- EXTRACT:
****

# Visa and legal requirements for Tour Operators



## ExpatMRTW (Apr 3, 2016)

Hi there,

would anyone have any knowledge about general work visa and legal entity requirements for local tour operators regarding catered tours across Phils for US and European customers?

This would be a very small business setup with 3 to 5 local employees plus two non-Filipino partners. The non-Filipinos do not posses a work visa for Phils currently.

Questions are those:

1. Can I source the tours outside of Phils (through a US registered entity) and simply tour tourists around by traveling with them to Phils on tourist visa (enter/leave within 30 days)?

2. Would (should?) I have to setup a local Phils entity to tour tourists?

3. Would a business size of 3-5 local employees suffice to get a work permit for the non-Filipono partners?

4. any culprits for such setup (tour operations)?

Any pointers and feedback is greatly appreciated?

Thanks


----------



## Asian Spirit (Mar 1, 2010)

The only way to get accurate/legal information is to contact the Philippine Dept of Labor.
With govt agencies here emails usually go unanswered so would suggest making direct telephone contact with them.


jet Lag


----------



## ExpatMRTW (Apr 3, 2016)

Jet Lag said:


> The only way to get accurate/legal information is to contact the Philippine Dept of Labor.
> With govt agencies here emails usually go unanswered so would suggest making direct telephone contact with them.
> 
> 
> jet Lag


That's great info - thank you!

Sent from my SAMSUNG-SM-G930A using Tapatalk


----------



## Asian Spirit (Mar 1, 2010)

ExpatMRTW said:


> That's great info - thank you!
> 
> Sent from my SAMSUNG-SM-G930A using Tapatalk


Very welcome. I just hope they can give you solid info and not the run around.

Jet.


----------



## Gary D (Oct 28, 2013)

ExpatMRTW said:


> Hi there,
> 
> would anyone have any knowledge about general work visa and legal entity requirements for local tour operators regarding catered tours across Phils for US and European customers?
> 
> ...


If set up as a legal business in the Philippines however many non filipino partners you have the total amount of the business they can own between them is 40%. The remaining 60% needs to be filipino owned.

****

Stored entries:

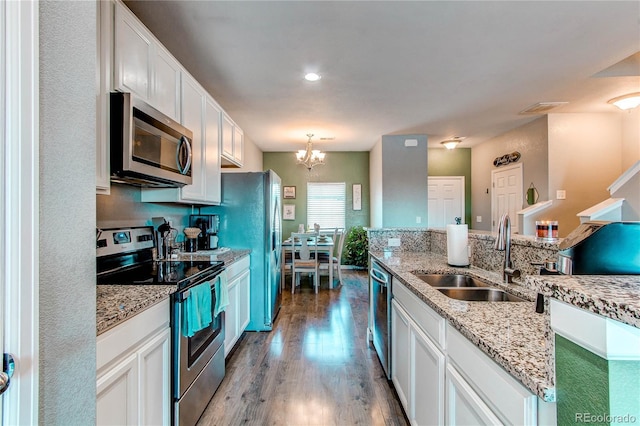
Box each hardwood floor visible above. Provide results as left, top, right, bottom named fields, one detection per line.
left=198, top=271, right=407, bottom=425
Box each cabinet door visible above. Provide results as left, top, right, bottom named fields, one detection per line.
left=238, top=269, right=251, bottom=337
left=114, top=3, right=152, bottom=101
left=233, top=126, right=244, bottom=165
left=204, top=96, right=222, bottom=204
left=181, top=75, right=207, bottom=201
left=96, top=353, right=139, bottom=425
left=409, top=324, right=445, bottom=425
left=222, top=113, right=234, bottom=160
left=391, top=300, right=410, bottom=413
left=446, top=364, right=502, bottom=425
left=151, top=45, right=182, bottom=122
left=224, top=279, right=238, bottom=357
left=138, top=328, right=171, bottom=425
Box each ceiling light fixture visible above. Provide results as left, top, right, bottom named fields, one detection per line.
left=609, top=92, right=640, bottom=110
left=304, top=72, right=322, bottom=81
left=296, top=133, right=325, bottom=170
left=440, top=136, right=462, bottom=149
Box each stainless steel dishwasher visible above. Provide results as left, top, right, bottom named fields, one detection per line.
left=369, top=258, right=393, bottom=379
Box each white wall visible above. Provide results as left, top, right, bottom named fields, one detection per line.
left=39, top=0, right=97, bottom=425
left=369, top=139, right=382, bottom=228
left=618, top=107, right=640, bottom=170
left=547, top=112, right=624, bottom=237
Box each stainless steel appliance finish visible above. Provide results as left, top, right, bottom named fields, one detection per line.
left=109, top=93, right=193, bottom=188
left=558, top=221, right=640, bottom=275
left=215, top=170, right=282, bottom=331
left=189, top=214, right=220, bottom=250
left=171, top=271, right=225, bottom=426
left=369, top=259, right=393, bottom=379
left=96, top=226, right=225, bottom=425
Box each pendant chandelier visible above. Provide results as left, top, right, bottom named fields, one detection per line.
left=296, top=133, right=325, bottom=170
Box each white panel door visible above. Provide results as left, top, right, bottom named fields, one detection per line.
left=427, top=176, right=465, bottom=228
left=491, top=164, right=524, bottom=232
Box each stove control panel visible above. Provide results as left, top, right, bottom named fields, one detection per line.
left=96, top=226, right=155, bottom=257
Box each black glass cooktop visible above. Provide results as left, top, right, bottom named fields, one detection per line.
left=98, top=261, right=224, bottom=287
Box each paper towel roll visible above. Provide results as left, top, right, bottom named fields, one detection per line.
left=447, top=225, right=469, bottom=266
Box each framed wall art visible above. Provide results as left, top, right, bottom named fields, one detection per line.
left=282, top=186, right=296, bottom=199
left=282, top=204, right=296, bottom=220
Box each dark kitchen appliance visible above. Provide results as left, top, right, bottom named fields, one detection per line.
left=369, top=258, right=393, bottom=379
left=189, top=214, right=220, bottom=250
left=96, top=226, right=225, bottom=425
left=557, top=221, right=640, bottom=275
left=217, top=170, right=282, bottom=331
left=109, top=92, right=193, bottom=188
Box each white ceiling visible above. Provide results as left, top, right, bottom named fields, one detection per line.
left=126, top=0, right=640, bottom=151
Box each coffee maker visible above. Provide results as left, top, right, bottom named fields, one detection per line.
left=189, top=214, right=220, bottom=250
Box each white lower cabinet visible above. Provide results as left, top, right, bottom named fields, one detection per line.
left=224, top=256, right=251, bottom=357
left=391, top=277, right=555, bottom=425
left=446, top=364, right=502, bottom=425
left=96, top=299, right=171, bottom=425
left=391, top=299, right=445, bottom=425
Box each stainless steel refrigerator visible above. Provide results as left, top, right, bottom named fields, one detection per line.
left=217, top=170, right=282, bottom=331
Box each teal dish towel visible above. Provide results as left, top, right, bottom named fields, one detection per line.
left=182, top=282, right=212, bottom=337
left=214, top=271, right=229, bottom=316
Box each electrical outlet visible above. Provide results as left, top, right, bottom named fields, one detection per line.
left=387, top=238, right=400, bottom=247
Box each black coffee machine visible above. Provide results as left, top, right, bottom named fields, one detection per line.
left=189, top=214, right=220, bottom=250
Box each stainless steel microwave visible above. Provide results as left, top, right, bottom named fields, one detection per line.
left=109, top=92, right=193, bottom=188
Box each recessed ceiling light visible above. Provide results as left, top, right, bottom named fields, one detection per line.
left=304, top=72, right=322, bottom=81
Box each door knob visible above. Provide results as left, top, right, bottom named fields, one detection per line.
left=0, top=354, right=16, bottom=395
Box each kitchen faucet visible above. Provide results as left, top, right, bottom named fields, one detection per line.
left=494, top=213, right=520, bottom=283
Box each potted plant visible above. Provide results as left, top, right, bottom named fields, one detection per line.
left=344, top=226, right=369, bottom=269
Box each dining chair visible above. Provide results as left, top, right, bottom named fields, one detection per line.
left=291, top=232, right=320, bottom=294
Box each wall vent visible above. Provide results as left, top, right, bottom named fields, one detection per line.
left=518, top=102, right=569, bottom=114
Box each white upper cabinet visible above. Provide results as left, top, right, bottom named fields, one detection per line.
left=114, top=3, right=153, bottom=101
left=222, top=113, right=244, bottom=167
left=150, top=46, right=182, bottom=122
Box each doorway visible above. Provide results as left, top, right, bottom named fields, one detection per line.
left=427, top=176, right=465, bottom=228
left=491, top=164, right=524, bottom=232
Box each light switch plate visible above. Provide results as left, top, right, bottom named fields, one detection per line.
left=387, top=238, right=400, bottom=247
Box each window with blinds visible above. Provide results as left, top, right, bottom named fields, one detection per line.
left=307, top=182, right=347, bottom=228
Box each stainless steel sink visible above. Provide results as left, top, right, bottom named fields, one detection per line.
left=436, top=287, right=526, bottom=302
left=413, top=272, right=526, bottom=302
left=413, top=273, right=491, bottom=288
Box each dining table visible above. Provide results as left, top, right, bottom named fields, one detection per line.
left=282, top=233, right=334, bottom=289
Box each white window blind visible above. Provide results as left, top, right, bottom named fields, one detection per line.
left=307, top=182, right=346, bottom=228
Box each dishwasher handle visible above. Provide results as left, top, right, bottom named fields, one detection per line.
left=369, top=266, right=389, bottom=287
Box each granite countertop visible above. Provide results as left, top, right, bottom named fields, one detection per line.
left=96, top=249, right=251, bottom=335
left=526, top=275, right=640, bottom=328
left=371, top=252, right=555, bottom=401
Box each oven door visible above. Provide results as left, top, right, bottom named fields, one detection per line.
left=172, top=280, right=224, bottom=399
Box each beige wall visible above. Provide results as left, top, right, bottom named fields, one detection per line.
left=471, top=116, right=549, bottom=231
left=547, top=112, right=624, bottom=237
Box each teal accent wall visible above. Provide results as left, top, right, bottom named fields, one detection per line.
left=427, top=148, right=473, bottom=228
left=555, top=334, right=640, bottom=425
left=262, top=151, right=370, bottom=237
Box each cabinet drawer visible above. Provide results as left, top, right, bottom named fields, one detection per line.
left=225, top=256, right=250, bottom=281
left=446, top=324, right=537, bottom=424
left=393, top=280, right=446, bottom=349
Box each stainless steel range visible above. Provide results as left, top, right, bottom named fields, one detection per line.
left=96, top=226, right=225, bottom=426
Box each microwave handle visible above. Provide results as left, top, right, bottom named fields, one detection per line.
left=176, top=136, right=191, bottom=175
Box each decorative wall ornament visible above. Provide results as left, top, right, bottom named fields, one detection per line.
left=493, top=151, right=520, bottom=167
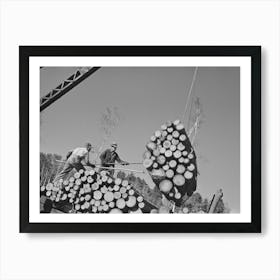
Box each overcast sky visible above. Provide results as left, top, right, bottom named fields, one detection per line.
left=40, top=67, right=240, bottom=212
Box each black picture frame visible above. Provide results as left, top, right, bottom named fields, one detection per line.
left=19, top=46, right=261, bottom=233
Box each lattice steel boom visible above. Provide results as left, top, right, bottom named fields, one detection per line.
left=40, top=67, right=101, bottom=112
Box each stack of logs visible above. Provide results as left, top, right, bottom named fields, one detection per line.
left=143, top=120, right=197, bottom=206
left=41, top=170, right=156, bottom=213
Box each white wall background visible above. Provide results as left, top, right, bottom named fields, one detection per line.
left=0, top=0, right=280, bottom=280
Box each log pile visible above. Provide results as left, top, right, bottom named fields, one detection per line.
left=41, top=170, right=156, bottom=213
left=143, top=120, right=197, bottom=206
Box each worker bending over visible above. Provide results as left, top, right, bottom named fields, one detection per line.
left=100, top=142, right=129, bottom=176
left=54, top=143, right=95, bottom=183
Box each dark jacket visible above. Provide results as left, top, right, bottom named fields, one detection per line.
left=100, top=149, right=124, bottom=167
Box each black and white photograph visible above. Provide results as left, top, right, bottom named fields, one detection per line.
left=19, top=47, right=259, bottom=231
left=40, top=67, right=240, bottom=214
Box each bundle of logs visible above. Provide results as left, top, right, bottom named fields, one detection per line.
left=143, top=120, right=197, bottom=206
left=41, top=170, right=156, bottom=213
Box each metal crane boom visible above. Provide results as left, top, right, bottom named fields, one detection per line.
left=40, top=67, right=101, bottom=112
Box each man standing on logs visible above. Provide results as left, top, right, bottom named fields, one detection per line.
left=100, top=142, right=129, bottom=177
left=54, top=143, right=95, bottom=183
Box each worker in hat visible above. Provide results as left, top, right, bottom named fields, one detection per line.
left=54, top=143, right=95, bottom=183
left=100, top=142, right=129, bottom=176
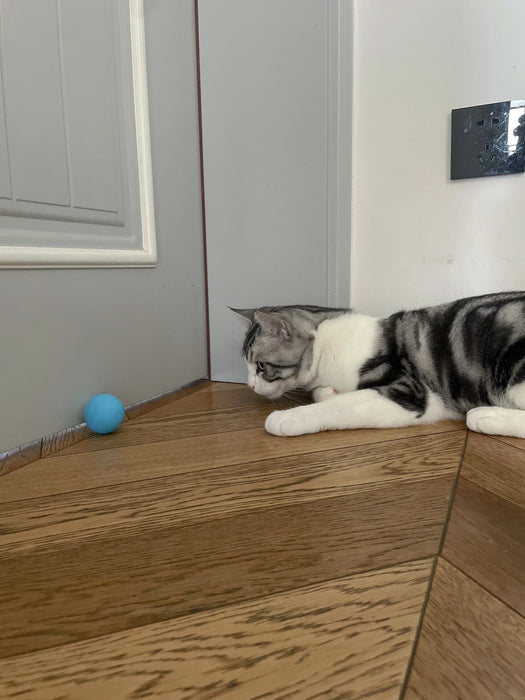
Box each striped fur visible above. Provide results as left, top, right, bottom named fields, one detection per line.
left=233, top=292, right=525, bottom=437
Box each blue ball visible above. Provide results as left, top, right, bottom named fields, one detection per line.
left=84, top=394, right=126, bottom=435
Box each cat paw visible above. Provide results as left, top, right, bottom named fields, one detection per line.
left=264, top=406, right=320, bottom=437
left=312, top=386, right=338, bottom=403
left=467, top=406, right=508, bottom=435
left=467, top=406, right=525, bottom=438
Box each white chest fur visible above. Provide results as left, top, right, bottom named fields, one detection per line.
left=311, top=313, right=379, bottom=392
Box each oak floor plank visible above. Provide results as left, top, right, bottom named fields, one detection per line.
left=0, top=418, right=464, bottom=503
left=461, top=433, right=525, bottom=508
left=443, top=478, right=525, bottom=615
left=0, top=560, right=430, bottom=700
left=0, top=432, right=464, bottom=555
left=60, top=406, right=286, bottom=457
left=404, top=558, right=525, bottom=700
left=0, top=475, right=453, bottom=656
left=494, top=435, right=525, bottom=450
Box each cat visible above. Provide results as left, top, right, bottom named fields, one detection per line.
left=232, top=292, right=525, bottom=438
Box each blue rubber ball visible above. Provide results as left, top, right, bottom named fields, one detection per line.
left=84, top=394, right=126, bottom=435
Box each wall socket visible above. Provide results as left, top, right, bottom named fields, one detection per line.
left=450, top=100, right=525, bottom=180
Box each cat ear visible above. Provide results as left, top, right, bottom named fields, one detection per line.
left=228, top=306, right=255, bottom=323
left=253, top=310, right=292, bottom=340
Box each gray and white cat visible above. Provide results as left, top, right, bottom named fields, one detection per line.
left=233, top=292, right=525, bottom=438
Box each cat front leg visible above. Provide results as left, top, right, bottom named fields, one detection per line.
left=265, top=389, right=432, bottom=436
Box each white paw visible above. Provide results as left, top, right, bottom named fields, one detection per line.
left=312, top=386, right=337, bottom=403
left=264, top=406, right=320, bottom=437
left=467, top=406, right=509, bottom=435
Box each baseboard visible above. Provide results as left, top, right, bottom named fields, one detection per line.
left=0, top=379, right=209, bottom=477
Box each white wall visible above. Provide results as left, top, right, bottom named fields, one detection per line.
left=0, top=0, right=207, bottom=452
left=351, top=0, right=525, bottom=314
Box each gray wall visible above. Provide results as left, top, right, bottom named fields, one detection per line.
left=199, top=0, right=352, bottom=381
left=0, top=0, right=206, bottom=452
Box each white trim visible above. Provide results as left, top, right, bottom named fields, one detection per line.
left=326, top=0, right=354, bottom=306
left=0, top=0, right=157, bottom=269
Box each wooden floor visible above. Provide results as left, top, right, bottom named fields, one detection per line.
left=0, top=383, right=525, bottom=700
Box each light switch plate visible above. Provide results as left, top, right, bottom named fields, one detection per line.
left=450, top=100, right=525, bottom=180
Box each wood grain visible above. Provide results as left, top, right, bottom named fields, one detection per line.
left=0, top=432, right=464, bottom=555
left=0, top=561, right=430, bottom=700
left=0, top=440, right=42, bottom=484
left=461, top=433, right=525, bottom=508
left=0, top=476, right=452, bottom=656
left=443, top=478, right=525, bottom=615
left=404, top=559, right=525, bottom=700
left=122, top=379, right=210, bottom=420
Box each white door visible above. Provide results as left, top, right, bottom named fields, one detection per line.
left=198, top=0, right=351, bottom=381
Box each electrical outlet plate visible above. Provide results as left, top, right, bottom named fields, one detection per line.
left=450, top=100, right=525, bottom=180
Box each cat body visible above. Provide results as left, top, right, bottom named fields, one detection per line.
left=236, top=292, right=525, bottom=437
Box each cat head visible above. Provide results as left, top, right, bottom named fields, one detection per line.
left=232, top=307, right=316, bottom=399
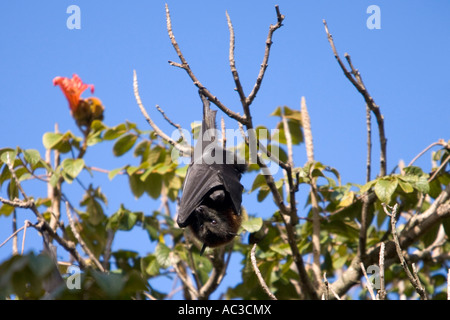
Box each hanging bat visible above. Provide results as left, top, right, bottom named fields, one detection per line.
left=177, top=91, right=246, bottom=255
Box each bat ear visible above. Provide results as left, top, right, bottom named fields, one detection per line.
left=200, top=243, right=207, bottom=256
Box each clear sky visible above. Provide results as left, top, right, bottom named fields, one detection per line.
left=0, top=0, right=450, bottom=298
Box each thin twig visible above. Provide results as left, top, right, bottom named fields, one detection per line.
left=12, top=210, right=18, bottom=256
left=166, top=4, right=247, bottom=124
left=66, top=201, right=105, bottom=272
left=378, top=242, right=386, bottom=300
left=156, top=105, right=186, bottom=141
left=360, top=262, right=376, bottom=300
left=247, top=5, right=284, bottom=105
left=225, top=12, right=247, bottom=109
left=382, top=203, right=427, bottom=300
left=408, top=139, right=448, bottom=167
left=220, top=117, right=227, bottom=149
left=0, top=220, right=32, bottom=254
left=322, top=272, right=330, bottom=300
left=323, top=20, right=387, bottom=176
left=133, top=70, right=192, bottom=155
left=428, top=155, right=450, bottom=182
left=447, top=268, right=450, bottom=300
left=366, top=104, right=372, bottom=183
left=250, top=243, right=278, bottom=300
left=300, top=97, right=321, bottom=284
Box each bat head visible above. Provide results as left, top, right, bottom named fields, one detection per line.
left=189, top=205, right=241, bottom=253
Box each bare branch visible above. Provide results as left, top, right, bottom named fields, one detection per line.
left=246, top=5, right=284, bottom=105
left=360, top=262, right=377, bottom=300
left=408, top=139, right=450, bottom=167
left=66, top=201, right=105, bottom=272
left=378, top=242, right=386, bottom=300
left=323, top=20, right=387, bottom=176
left=220, top=117, right=227, bottom=149
left=428, top=155, right=450, bottom=182
left=332, top=185, right=450, bottom=296
left=447, top=268, right=450, bottom=300
left=166, top=4, right=247, bottom=124
left=0, top=220, right=32, bottom=254
left=155, top=105, right=183, bottom=136
left=250, top=243, right=278, bottom=300
left=366, top=104, right=372, bottom=183
left=226, top=12, right=247, bottom=109
left=383, top=204, right=427, bottom=300
left=133, top=70, right=192, bottom=155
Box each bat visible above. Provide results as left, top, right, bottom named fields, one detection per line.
left=177, top=91, right=246, bottom=255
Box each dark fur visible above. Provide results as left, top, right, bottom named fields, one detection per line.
left=177, top=93, right=246, bottom=253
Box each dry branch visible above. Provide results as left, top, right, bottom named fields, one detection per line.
left=250, top=243, right=278, bottom=300
left=166, top=4, right=247, bottom=124
left=331, top=185, right=450, bottom=296
left=133, top=71, right=192, bottom=155
left=383, top=204, right=427, bottom=300
left=323, top=20, right=387, bottom=176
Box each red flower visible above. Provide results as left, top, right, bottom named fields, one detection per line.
left=53, top=74, right=94, bottom=114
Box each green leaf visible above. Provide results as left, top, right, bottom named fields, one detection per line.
left=398, top=179, right=414, bottom=193
left=375, top=178, right=398, bottom=204
left=338, top=191, right=355, bottom=207
left=141, top=254, right=160, bottom=277
left=42, top=131, right=74, bottom=153
left=155, top=242, right=170, bottom=268
left=242, top=218, right=263, bottom=233
left=61, top=158, right=84, bottom=180
left=103, top=123, right=127, bottom=140
left=250, top=174, right=267, bottom=192
left=257, top=187, right=270, bottom=202
left=113, top=134, right=137, bottom=157
left=106, top=205, right=142, bottom=231
left=144, top=173, right=163, bottom=199
left=108, top=167, right=124, bottom=180
left=0, top=203, right=14, bottom=217
left=415, top=175, right=430, bottom=193
left=128, top=174, right=145, bottom=199
left=0, top=148, right=17, bottom=164
left=23, top=149, right=41, bottom=166
left=42, top=132, right=63, bottom=149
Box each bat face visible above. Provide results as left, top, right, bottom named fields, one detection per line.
left=184, top=190, right=241, bottom=253
left=177, top=93, right=246, bottom=254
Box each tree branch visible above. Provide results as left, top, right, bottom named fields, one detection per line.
left=323, top=20, right=387, bottom=176
left=300, top=97, right=321, bottom=284
left=166, top=4, right=247, bottom=124
left=382, top=203, right=427, bottom=300
left=66, top=201, right=105, bottom=272
left=332, top=185, right=450, bottom=296
left=246, top=5, right=284, bottom=105
left=250, top=243, right=278, bottom=300
left=133, top=70, right=192, bottom=155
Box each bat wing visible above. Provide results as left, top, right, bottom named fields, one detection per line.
left=177, top=164, right=223, bottom=228
left=213, top=164, right=244, bottom=214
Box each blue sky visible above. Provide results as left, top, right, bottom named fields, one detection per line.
left=0, top=0, right=450, bottom=298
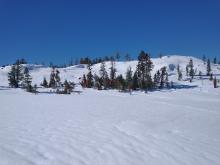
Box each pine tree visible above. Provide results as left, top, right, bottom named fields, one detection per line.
left=41, top=77, right=48, bottom=88
left=213, top=57, right=217, bottom=64
left=186, top=65, right=189, bottom=76
left=99, top=62, right=109, bottom=89
left=55, top=69, right=61, bottom=88
left=8, top=65, right=18, bottom=88
left=81, top=74, right=88, bottom=88
left=115, top=52, right=120, bottom=61
left=132, top=72, right=139, bottom=90
left=49, top=68, right=56, bottom=88
left=177, top=64, right=183, bottom=81
left=154, top=70, right=161, bottom=86
left=22, top=67, right=32, bottom=88
left=125, top=66, right=132, bottom=90
left=137, top=51, right=153, bottom=89
left=160, top=67, right=167, bottom=88
left=202, top=55, right=206, bottom=65
left=188, top=59, right=195, bottom=81
left=213, top=77, right=217, bottom=88
left=110, top=60, right=116, bottom=88
left=86, top=63, right=94, bottom=88
left=116, top=74, right=126, bottom=91
left=207, top=59, right=211, bottom=76
left=125, top=53, right=131, bottom=61
left=8, top=60, right=24, bottom=88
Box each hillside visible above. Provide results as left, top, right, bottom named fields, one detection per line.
left=0, top=56, right=220, bottom=165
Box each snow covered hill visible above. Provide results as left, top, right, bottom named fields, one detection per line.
left=0, top=55, right=220, bottom=86
left=0, top=56, right=220, bottom=165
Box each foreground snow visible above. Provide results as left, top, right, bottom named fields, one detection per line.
left=0, top=87, right=220, bottom=165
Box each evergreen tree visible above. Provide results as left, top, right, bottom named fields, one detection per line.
left=8, top=60, right=24, bottom=88
left=81, top=74, right=87, bottom=88
left=207, top=59, right=211, bottom=76
left=8, top=65, right=18, bottom=88
left=154, top=70, right=161, bottom=86
left=160, top=67, right=167, bottom=88
left=110, top=60, right=116, bottom=88
left=188, top=59, right=195, bottom=81
left=125, top=53, right=131, bottom=61
left=202, top=55, right=206, bottom=65
left=49, top=68, right=56, bottom=88
left=86, top=63, right=94, bottom=88
left=41, top=77, right=48, bottom=88
left=137, top=51, right=153, bottom=89
left=125, top=66, right=132, bottom=90
left=213, top=77, right=217, bottom=88
left=55, top=69, right=61, bottom=87
left=177, top=64, right=183, bottom=81
left=99, top=62, right=109, bottom=89
left=116, top=74, right=126, bottom=91
left=213, top=57, right=217, bottom=64
left=132, top=72, right=139, bottom=90
left=22, top=67, right=32, bottom=88
left=115, top=52, right=120, bottom=61
left=186, top=65, right=189, bottom=76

****

Please print the entire forum thread on visa and legal requirements for tour operators word for word, from its title to its final line.

# Visa and legal requirements for Tour Operators



## ExpatMRTW (Apr 3, 2016)

Hi there,

would anyone have any knowledge about general work visa and legal entity requirements for local tour operators regarding catered tours across Phils for US and European customers?

This would be a very small business setup with 3 to 5 local employees plus two non-Filipino partners. The non-Filipinos do not posses a work visa for Phils currently.

Questions are those:

1. Can I source the tours outside of Phils (through a US registered entity) and simply tour tourists around by traveling with them to Phils on tourist visa (enter/leave within 30 days)?

2. Would (should?) I have to setup a local Phils entity to tour tourists?

3. Would a business size of 3-5 local employees suffice to get a work permit for the non-Filipono partners?

4. any culprits for such setup (tour operations)?

Any pointers and feedback is greatly appreciated?

Thanks


----------



## Asian Spirit (Mar 1, 2010)

The only way to get accurate/legal information is to contact the Philippine Dept of Labor.
With govt agencies here emails usually go unanswered so would suggest making direct telephone contact with them.


jet Lag


----------



## ExpatMRTW (Apr 3, 2016)

Jet Lag said:


> The only way to get accurate/legal information is to contact the Philippine Dept of Labor.
> With govt agencies here emails usually go unanswered so would suggest making direct telephone contact with them.
> 
> 
> jet Lag


That's great info - thank you!

Sent from my SAMSUNG-SM-G930A using Tapatalk


----------



## Asian Spirit (Mar 1, 2010)

ExpatMRTW said:


> That's great info - thank you!
> 
> Sent from my SAMSUNG-SM-G930A using Tapatalk


Very welcome. I just hope they can give you solid info and not the run around.

Jet.


----------



## Gary D (Oct 28, 2013)

ExpatMRTW said:


> Hi there,
> 
> would anyone have any knowledge about general work visa and legal entity requirements for local tour operators regarding catered tours across Phils for US and European customers?
> 
> ...


If set up as a legal business in the Philippines however many non filipino partners you have the total amount of the business they can own between them is 40%. The remaining 60% needs to be filipino owned.